### Data for processing

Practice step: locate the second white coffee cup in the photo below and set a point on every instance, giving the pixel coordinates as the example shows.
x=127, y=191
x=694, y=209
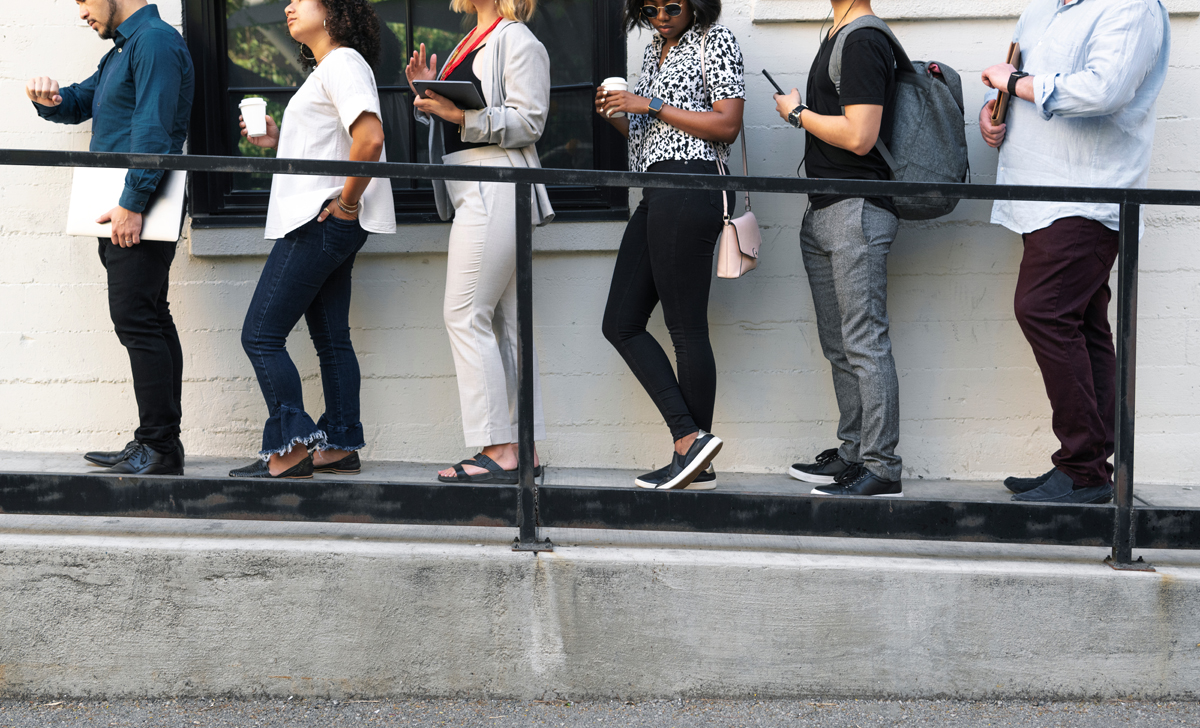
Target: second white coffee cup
x=253, y=113
x=615, y=83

### Work request
Repeat the data above exactly, images excluded.

### Solution to this problem
Practice step: locate the second white coffee cup in the photo below and set a point on every instance, giving the pixel coordinates as the example shows.
x=127, y=191
x=694, y=209
Target: second white coffee cup
x=253, y=113
x=615, y=83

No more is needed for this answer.